It’s been quite an emotionally tough week for me; I have been taken back in thought to a specific time of my life in the last week, thinking back about this time in my life I realized it was a season the enemy was attacking with all guns blazing. I usually don’t have problems sleeping, but reliving these events had me rolling around for a few nights. There is “healing” that need to happen “here.” LET’S Go Holy SPIRIT!!!
I started my fulltime career in 2003, I have been in retail all my life… You don’t choose retail, it choses you… we are a special breed of people.

[Labeled shape records]
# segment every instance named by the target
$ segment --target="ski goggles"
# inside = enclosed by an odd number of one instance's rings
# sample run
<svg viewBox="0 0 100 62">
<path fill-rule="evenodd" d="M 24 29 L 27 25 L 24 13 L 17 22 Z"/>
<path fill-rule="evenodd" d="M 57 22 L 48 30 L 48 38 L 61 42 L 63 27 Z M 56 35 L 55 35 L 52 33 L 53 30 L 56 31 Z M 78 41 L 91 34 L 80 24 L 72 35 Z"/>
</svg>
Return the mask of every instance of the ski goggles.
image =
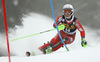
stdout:
<svg viewBox="0 0 100 62">
<path fill-rule="evenodd" d="M 66 12 L 71 13 L 71 9 L 65 9 L 65 10 L 64 10 L 64 13 L 66 13 Z"/>
</svg>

TASK DETAILS -
From the post about a hard week, quote the passage that begins with the words "It’s been quite" and ends with "breed of people.".

ANSWER BELOW -
It’s been quite an emotionally tough week for me; I have been taken back in thought to a specific time of my life in the last week, thinking back about this time in my life I realized it was a season the enemy was attacking with all guns blazing. I usually don’t have problems sleeping, but reliving these events had me rolling around for a few nights. There is “healing” that need to happen “here.” LET’S Go Holy SPIRIT!!!
I started my fulltime career in 2003, I have been in retail all my life… You don’t choose retail, it choses you… we are a special breed of people.